Your task is to repeat the listing exactly.

+++

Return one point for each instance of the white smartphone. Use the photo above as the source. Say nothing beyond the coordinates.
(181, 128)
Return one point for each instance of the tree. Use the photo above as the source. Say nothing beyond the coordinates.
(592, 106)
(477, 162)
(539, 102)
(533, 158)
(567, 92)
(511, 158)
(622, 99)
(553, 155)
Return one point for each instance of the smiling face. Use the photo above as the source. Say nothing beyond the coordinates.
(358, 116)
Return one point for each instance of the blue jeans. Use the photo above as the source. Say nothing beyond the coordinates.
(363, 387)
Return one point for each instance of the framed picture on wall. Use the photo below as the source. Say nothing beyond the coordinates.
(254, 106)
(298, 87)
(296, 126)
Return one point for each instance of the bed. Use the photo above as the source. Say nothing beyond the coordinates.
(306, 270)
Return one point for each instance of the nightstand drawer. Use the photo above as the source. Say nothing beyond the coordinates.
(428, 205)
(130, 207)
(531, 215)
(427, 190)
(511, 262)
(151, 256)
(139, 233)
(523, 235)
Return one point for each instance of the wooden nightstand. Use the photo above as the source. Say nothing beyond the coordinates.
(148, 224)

+++

• [OUTPUT]:
Return one point for each instance of the white smartphone. Use the photo above as the source. Say nothing beyond the coordinates.
(181, 128)
Return one point for each instance of the tree. Use the photo above as the source. Say nothing beyond the coordinates.
(592, 106)
(477, 162)
(539, 102)
(533, 158)
(567, 92)
(511, 158)
(622, 99)
(553, 155)
Return one point for each instance of the smiling face. Use the photo above as the source. Say nothing beyond the coordinates.
(358, 116)
Return one point for each instance of the blue jeans. Use the photo above as the source. Say nothing beyond the coordinates.
(363, 387)
Return one point for each instance of the framed picture on wall. Use the photo below as the source. Say nothing beyond the coordinates.
(254, 106)
(298, 87)
(296, 126)
Return one point for each instance of the bed. Use the photo above as the source. Say nothing beyond the coordinates.
(306, 270)
Return one point for each instance of the nightstand drawer. Use the photo above as the source. Say nothing beyond the coordinates.
(428, 205)
(130, 207)
(531, 215)
(427, 190)
(511, 262)
(151, 256)
(139, 233)
(523, 235)
Return one point for each instance of the wooden nightstand. Use the photo above as the source. Say nothing beyond the coordinates.
(148, 224)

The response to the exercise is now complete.